● **PASSAGE GIVEN**

※ ※ ※

James came back. And back, and back. As I write, it's Saturday night. James first showed up on Monday,  August 15, 2016. I got the shot of a lifetime through the glass patio door, every hair defined, the highlight in his greengold eyes, his tail curled up over his back. I figured I had had my ultimate chance to photograph a wild bobcat. I could die happy. And then he came back the 17th, 18th, and 19th, too. 

Needless to say, I was glued to the studio window, my magic portal to the world of wild things. How could I leave my station? At any moment, there was the possibility that I might see a bobcat, one of the most elusive of Ohio's animals, one that was nearly extirpated and fought its way back and is now  repopulating its historic range. To me, that's a miracle in itself. To have one show up in my yard, and then come back? Manna from heaven. 

On the morning of Wednesday, August 17, Bill and I were catching up, talking a blue streak about the kids, and all the events we have coming up. He'd just gotten back from a trip, was getting ready to take off for England again, and I was showing him the bobcat portraits on my laptop, when he saw a brown blur run up the very same birch tree that brown blur had run up on Monday. 

But where did it go? I ran to the east side of the big studio windows and behind the birch clump, and saw this:


James had a squirrel treed, and he was hoping it would lose its nerve and leap out of the top of that tree. He's putting a hex on it, trying to stare it down and freak it out sufficiently to crack its cool.

※ ※ ※

● **WHAT IS ASKED**
1: From the bobcat passage, pull out the words starting with "But where did" and going on through "crack its cool.".
2: Answer these from the bobcat passage:
(a) On what date did James first show up?
(b) What kind of tree did the brown blur run up?
(c) What animal did James have treed?

● **Data listing**
※ ※ ※

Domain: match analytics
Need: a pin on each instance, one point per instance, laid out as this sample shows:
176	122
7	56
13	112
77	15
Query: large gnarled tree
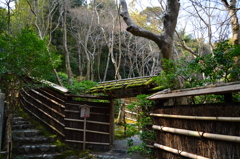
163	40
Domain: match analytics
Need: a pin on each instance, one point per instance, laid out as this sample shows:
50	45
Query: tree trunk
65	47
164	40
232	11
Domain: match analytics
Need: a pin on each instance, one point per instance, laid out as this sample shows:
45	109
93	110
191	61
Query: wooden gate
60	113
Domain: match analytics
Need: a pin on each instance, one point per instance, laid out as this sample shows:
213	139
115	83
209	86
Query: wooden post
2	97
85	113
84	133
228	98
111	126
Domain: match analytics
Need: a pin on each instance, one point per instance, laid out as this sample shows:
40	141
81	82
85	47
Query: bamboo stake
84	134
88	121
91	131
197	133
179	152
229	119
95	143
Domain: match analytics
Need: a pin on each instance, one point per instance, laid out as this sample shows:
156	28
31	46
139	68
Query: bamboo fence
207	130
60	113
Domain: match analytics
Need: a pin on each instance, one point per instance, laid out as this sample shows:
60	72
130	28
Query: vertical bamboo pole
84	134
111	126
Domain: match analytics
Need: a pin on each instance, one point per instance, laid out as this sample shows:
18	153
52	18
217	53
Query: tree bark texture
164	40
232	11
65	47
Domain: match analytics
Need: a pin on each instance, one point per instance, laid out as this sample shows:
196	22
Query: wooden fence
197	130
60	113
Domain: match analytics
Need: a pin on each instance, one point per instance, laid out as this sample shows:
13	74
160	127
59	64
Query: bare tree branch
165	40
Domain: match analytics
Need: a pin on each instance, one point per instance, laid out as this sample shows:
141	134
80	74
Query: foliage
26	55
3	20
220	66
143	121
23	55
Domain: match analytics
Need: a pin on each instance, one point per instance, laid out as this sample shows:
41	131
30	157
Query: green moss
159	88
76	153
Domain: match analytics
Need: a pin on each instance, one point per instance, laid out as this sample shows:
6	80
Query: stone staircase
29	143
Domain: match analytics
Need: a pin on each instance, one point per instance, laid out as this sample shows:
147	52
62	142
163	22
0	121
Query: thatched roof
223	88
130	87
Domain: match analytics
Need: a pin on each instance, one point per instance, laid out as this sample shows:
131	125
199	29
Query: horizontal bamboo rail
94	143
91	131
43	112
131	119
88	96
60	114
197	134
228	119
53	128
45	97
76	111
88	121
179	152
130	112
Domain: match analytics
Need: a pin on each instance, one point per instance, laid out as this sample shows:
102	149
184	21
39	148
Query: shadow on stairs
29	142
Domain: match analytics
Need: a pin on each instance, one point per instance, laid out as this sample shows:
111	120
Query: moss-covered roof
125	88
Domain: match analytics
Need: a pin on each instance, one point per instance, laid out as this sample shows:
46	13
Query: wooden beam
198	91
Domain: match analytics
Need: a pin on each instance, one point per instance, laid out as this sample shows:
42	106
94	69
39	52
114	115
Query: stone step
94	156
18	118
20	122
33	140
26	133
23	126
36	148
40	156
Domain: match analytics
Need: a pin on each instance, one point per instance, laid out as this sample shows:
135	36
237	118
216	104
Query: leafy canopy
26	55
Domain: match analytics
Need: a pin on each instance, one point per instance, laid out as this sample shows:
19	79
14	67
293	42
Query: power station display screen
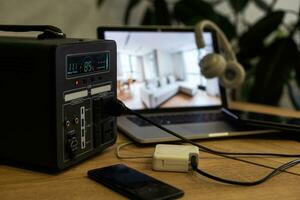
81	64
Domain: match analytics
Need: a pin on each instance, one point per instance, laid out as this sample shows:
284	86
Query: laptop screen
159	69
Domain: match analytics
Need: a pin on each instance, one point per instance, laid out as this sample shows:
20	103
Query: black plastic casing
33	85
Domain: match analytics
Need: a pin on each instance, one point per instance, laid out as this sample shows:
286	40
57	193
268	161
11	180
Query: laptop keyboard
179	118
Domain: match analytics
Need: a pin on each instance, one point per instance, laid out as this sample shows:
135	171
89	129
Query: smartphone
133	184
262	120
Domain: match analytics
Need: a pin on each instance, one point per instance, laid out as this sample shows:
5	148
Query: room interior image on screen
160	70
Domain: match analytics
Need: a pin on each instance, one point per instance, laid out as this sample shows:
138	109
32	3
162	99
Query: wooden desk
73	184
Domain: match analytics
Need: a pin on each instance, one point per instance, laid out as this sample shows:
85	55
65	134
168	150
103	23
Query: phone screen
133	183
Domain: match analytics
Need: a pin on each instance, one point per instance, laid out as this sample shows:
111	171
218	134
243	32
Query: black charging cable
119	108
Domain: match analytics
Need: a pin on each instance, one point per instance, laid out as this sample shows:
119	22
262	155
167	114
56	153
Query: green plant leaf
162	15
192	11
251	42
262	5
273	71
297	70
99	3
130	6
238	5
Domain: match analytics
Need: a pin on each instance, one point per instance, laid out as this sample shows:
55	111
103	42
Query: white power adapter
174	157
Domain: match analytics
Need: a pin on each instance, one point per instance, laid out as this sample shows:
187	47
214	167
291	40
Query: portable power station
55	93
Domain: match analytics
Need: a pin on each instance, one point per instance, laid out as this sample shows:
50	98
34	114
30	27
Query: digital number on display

※ ※ ※

● **FINAL RESULTS**
1:
But where did it go? I ran to the east side of the big studio windows and behind the birch clump, and saw this:


James had a squirrel treed, and he was hoping it would lose its nerve and leap out of the top of that tree. He's putting a hex on it, trying to stare it down and freak it out sufficiently to crack its cool.

2:
(a) Monday, August 15, 2016
(b) A birch tree
(c) A squirrel